ACTION ITEM » Write out the data below in full, please. Keep every character as given.

(Extracted records)
=== Section Start ===

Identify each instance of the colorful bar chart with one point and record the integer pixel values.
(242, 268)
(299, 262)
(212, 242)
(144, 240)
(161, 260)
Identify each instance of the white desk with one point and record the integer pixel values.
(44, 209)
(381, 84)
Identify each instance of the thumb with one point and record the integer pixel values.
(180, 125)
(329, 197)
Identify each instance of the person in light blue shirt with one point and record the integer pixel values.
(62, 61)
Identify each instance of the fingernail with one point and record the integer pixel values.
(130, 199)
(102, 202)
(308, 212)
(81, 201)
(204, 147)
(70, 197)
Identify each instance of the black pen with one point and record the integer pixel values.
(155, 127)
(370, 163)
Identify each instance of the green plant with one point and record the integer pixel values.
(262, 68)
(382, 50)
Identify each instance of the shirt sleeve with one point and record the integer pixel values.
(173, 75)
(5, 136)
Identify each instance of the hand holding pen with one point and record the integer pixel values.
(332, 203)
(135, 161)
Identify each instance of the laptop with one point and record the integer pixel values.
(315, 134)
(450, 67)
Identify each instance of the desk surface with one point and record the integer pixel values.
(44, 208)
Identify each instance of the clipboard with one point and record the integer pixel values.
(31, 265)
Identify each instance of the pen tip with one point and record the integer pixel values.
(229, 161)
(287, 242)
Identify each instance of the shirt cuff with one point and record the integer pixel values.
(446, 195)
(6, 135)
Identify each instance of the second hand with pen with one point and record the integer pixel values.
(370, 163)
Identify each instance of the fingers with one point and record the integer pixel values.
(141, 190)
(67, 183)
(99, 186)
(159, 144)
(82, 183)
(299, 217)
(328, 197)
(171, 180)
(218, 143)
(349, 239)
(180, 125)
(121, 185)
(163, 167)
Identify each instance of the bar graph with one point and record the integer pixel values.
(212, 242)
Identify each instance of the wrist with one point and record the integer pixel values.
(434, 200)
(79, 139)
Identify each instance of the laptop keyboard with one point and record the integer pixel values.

=== Section End ===

ANSWER »
Identify each instance of the colorful bar chart with one point and record the integer pixel values.
(242, 268)
(299, 262)
(212, 242)
(144, 240)
(161, 260)
Identify each instance of the white desk with one point and record the integer pixel values.
(44, 209)
(381, 84)
Identify each instance of the thumb with one point and record the integer pixel values.
(180, 125)
(329, 197)
Identify each instance of the person in light blue shirt with one point and record the integer pixel values.
(62, 61)
Identify each instance of the fingernail with one point and record the integer pixel values.
(130, 199)
(102, 202)
(308, 212)
(81, 201)
(204, 147)
(70, 197)
Identify each instance of the black pen with one point and record the integer pixel values.
(155, 127)
(370, 163)
Identify each instance of the green plant with one point and record the integer pixel values.
(262, 68)
(382, 50)
Identify each instance of the shirt sleeve with one point and record the integer pixel values.
(173, 75)
(5, 136)
Identify each instance of the hand holding pen with one point and record the integer pixel values.
(332, 203)
(135, 161)
Identify each instance of the laptop with one point and record the integer pixel values.
(315, 134)
(450, 67)
Identify each instance of the desk surface with one point and record the integer pixel values.
(44, 208)
Identify each instance of the clipboard with one point and record the integer pixel values.
(31, 265)
Identify each instance of the pen tip with one point and record the integer pixel values.
(229, 161)
(287, 242)
Identify each instance of the shirt cuff with one point and record the integer pixel values.
(446, 195)
(6, 135)
Identify each instance of the second hand with pen with one point and record the integer pixel values.
(370, 163)
Identify each instance of the fingers with one point and record the integer pixel values.
(141, 190)
(67, 183)
(99, 186)
(159, 144)
(82, 183)
(299, 217)
(328, 197)
(171, 180)
(218, 143)
(349, 239)
(180, 125)
(121, 185)
(163, 167)
Identify each instance of the bar graph with one point and record the integer pixel values.
(212, 242)
Identify each instance of the wrist with one point and record the integer pixel values.
(434, 200)
(79, 139)
Identify each instance of the laptop keyboard with one point and record the integer pixel values.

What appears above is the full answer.